EXERCISE PROMPT:
What does the data read, word for word, from the line containing "Description: Scans the" through its final line? Give those lines only.

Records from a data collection
┄┄┄┄┄┄┄┄┄┄

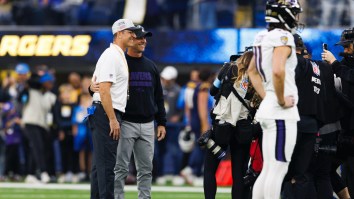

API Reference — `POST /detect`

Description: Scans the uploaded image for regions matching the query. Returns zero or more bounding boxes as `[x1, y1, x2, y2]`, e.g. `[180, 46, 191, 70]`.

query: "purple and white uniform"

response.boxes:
[252, 28, 300, 199]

┄┄┄┄┄┄┄┄┄┄

OUTPUT BELOW:
Description: Scans the uploaded image for regions matching the query. Returns zero or more bounding boxes as `[x1, y1, x2, y2]`, e.g. `[180, 46, 191, 70]`.

query: "purple and white uniform"

response.boxes:
[252, 28, 300, 199]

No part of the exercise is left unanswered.